Instructions to follow. The result should be an exact copy of the data, free of pictures.

Records for the exercise section start

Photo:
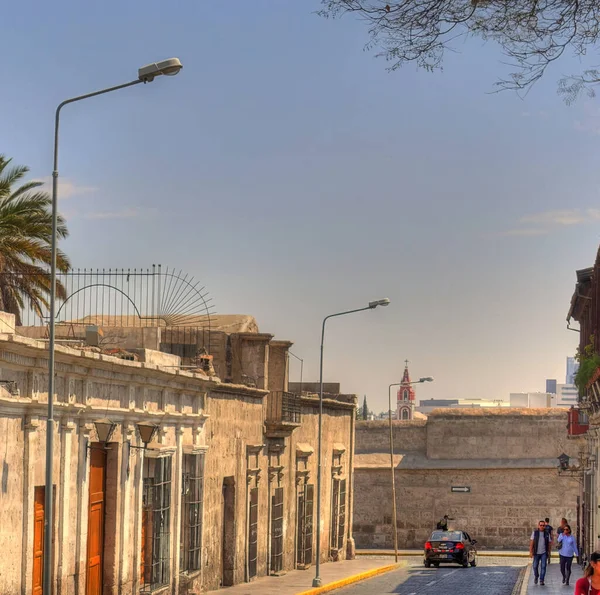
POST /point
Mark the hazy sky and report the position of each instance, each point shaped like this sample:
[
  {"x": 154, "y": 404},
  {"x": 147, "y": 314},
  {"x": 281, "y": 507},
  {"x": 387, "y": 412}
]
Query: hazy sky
[{"x": 296, "y": 177}]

Records for the exercise section end

Exercise response.
Photo:
POST /point
Mark the hazy sky and report the position of each instance, each point shaped like this sample:
[
  {"x": 154, "y": 404},
  {"x": 147, "y": 314},
  {"x": 281, "y": 507},
  {"x": 387, "y": 412}
]
Query: hazy sky
[{"x": 296, "y": 177}]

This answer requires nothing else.